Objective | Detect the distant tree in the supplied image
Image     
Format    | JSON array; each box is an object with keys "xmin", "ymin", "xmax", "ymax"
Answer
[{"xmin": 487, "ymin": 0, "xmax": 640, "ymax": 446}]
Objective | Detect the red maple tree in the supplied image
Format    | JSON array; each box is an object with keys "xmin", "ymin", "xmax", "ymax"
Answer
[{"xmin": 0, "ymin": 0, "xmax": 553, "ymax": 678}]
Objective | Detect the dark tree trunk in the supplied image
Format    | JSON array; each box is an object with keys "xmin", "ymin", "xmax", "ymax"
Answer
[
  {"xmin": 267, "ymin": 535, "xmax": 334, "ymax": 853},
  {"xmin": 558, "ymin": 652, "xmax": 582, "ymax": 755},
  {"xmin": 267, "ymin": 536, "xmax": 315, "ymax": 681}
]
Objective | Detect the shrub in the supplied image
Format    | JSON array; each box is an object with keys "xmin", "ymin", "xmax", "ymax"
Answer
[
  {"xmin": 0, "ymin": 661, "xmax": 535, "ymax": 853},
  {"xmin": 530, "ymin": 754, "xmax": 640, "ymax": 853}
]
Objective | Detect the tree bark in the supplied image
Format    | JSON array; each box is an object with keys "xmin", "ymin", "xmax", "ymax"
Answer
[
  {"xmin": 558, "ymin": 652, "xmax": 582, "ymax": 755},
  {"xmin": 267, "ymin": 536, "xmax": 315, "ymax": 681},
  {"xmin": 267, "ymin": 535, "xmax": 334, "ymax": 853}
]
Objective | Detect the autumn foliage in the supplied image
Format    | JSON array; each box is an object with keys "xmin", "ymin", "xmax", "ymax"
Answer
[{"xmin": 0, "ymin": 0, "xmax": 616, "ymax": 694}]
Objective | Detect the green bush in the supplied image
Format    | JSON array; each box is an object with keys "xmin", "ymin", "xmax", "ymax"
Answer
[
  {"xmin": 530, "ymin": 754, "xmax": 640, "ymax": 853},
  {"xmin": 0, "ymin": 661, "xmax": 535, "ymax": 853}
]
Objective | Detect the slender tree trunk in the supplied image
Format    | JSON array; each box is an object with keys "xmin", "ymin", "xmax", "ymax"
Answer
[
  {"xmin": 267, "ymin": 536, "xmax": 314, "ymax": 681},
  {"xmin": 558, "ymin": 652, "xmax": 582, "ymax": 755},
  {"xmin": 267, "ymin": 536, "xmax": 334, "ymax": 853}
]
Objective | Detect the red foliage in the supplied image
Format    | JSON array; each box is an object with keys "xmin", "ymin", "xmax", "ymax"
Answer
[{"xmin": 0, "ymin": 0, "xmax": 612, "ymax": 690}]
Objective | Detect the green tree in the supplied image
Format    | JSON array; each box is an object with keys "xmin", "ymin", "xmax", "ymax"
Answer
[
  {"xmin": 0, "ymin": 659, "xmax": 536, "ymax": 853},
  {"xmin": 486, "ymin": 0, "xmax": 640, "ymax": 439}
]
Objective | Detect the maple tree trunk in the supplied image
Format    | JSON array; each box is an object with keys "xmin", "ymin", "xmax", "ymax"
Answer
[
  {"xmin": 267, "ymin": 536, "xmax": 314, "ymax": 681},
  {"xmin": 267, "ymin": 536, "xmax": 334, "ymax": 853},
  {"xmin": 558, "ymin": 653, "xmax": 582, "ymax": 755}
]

________________________

> To be done: Reproduce character for character the lines of the data above, from the line containing "Objective | Detect the shrub" through the last line of the data, both included.

> Response:
Objective | Detect the shrub in the supplied image
Format    | JSON array; each box is an object with keys "xmin", "ymin", "xmax", "ymax"
Answer
[
  {"xmin": 0, "ymin": 661, "xmax": 535, "ymax": 853},
  {"xmin": 530, "ymin": 754, "xmax": 640, "ymax": 853}
]
Objective | Detect the tree bark in the supplied image
Format    | JSON array; each box is an object with keys "xmin", "ymin", "xmax", "ymax"
Answer
[
  {"xmin": 558, "ymin": 652, "xmax": 582, "ymax": 755},
  {"xmin": 267, "ymin": 536, "xmax": 315, "ymax": 681},
  {"xmin": 267, "ymin": 535, "xmax": 334, "ymax": 853}
]
Objective | Detect the autumn foliage in the supplied image
Format    | JSON array; each box is an object with keys "xmin", "ymin", "xmax", "ymax"
Answer
[{"xmin": 0, "ymin": 0, "xmax": 616, "ymax": 694}]
Objective | Detect the green bush in the supplied image
Format    | JSON array; each box is an object with keys "xmin", "ymin", "xmax", "ymax"
Answer
[
  {"xmin": 530, "ymin": 754, "xmax": 640, "ymax": 853},
  {"xmin": 0, "ymin": 661, "xmax": 535, "ymax": 853}
]
Objective | Detect the slender tree trunk in the supplied image
Format    | JSON array; each box is an object with keys "xmin", "ymin", "xmax", "ymax"
Answer
[
  {"xmin": 267, "ymin": 536, "xmax": 314, "ymax": 681},
  {"xmin": 558, "ymin": 652, "xmax": 582, "ymax": 755},
  {"xmin": 267, "ymin": 536, "xmax": 334, "ymax": 853}
]
Objective | Detect the red foliage in the supplied image
Format    | JSON array; each box is an object with keys "xmin", "ymin", "xmax", "ymax"
Answer
[{"xmin": 0, "ymin": 0, "xmax": 612, "ymax": 690}]
Objective | Detect the green tree in the supplied image
Format    | JSON array; each box is an object with keys "xmin", "ymin", "xmax", "ymax"
Answer
[
  {"xmin": 0, "ymin": 659, "xmax": 536, "ymax": 853},
  {"xmin": 486, "ymin": 0, "xmax": 640, "ymax": 439}
]
Objective | Detect the maple tree trunk in the supplied image
Format    | JSON array; each box is an object with keys "xmin", "ymin", "xmax", "ymax"
Answer
[
  {"xmin": 267, "ymin": 536, "xmax": 314, "ymax": 681},
  {"xmin": 267, "ymin": 536, "xmax": 334, "ymax": 853},
  {"xmin": 558, "ymin": 653, "xmax": 582, "ymax": 755}
]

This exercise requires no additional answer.